• _DANE ĆWICZENIA_
---

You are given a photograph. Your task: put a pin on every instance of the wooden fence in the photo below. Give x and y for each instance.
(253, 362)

---

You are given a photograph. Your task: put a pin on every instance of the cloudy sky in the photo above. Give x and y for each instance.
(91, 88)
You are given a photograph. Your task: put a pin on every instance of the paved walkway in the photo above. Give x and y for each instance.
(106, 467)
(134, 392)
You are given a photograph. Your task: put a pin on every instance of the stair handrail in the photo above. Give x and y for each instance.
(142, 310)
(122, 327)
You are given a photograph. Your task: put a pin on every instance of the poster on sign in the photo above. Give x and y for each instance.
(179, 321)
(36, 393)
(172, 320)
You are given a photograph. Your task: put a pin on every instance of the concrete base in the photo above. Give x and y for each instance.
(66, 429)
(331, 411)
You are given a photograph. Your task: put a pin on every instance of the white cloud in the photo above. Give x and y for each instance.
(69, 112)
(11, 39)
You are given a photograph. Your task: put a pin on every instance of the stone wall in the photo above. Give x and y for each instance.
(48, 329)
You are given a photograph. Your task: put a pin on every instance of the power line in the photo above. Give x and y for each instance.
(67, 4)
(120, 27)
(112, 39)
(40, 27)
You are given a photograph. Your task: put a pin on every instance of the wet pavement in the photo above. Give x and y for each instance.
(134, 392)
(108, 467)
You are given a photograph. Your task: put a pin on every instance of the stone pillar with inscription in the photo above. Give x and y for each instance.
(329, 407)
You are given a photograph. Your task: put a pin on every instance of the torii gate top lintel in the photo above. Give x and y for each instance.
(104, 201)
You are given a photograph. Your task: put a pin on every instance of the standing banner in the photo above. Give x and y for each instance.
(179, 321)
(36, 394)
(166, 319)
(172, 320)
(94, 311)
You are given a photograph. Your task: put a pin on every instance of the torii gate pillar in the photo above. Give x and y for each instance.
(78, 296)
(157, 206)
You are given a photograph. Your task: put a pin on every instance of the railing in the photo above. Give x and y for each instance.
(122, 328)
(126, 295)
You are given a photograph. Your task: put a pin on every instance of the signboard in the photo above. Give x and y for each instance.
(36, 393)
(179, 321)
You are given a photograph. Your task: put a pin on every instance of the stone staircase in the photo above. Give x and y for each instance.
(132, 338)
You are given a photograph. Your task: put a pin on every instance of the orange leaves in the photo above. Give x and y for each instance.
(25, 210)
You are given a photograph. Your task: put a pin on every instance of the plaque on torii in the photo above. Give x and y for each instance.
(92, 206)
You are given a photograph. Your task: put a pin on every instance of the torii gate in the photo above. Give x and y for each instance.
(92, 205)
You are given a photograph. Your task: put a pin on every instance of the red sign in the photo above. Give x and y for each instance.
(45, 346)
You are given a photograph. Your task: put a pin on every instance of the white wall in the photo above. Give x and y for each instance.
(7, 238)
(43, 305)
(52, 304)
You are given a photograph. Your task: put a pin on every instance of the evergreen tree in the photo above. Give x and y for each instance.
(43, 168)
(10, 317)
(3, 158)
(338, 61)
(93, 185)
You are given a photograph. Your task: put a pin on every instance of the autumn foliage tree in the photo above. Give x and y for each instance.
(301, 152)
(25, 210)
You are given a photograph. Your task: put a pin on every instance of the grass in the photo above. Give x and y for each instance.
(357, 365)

---

• _CEL ĆWICZENIA_
Policz wiersze rekordów zawierające ciąg „tree” z uwzględnieniem wielkości liter i podaj wyłącznie ich liczbę.

• _ODPOWIEDŹ_
2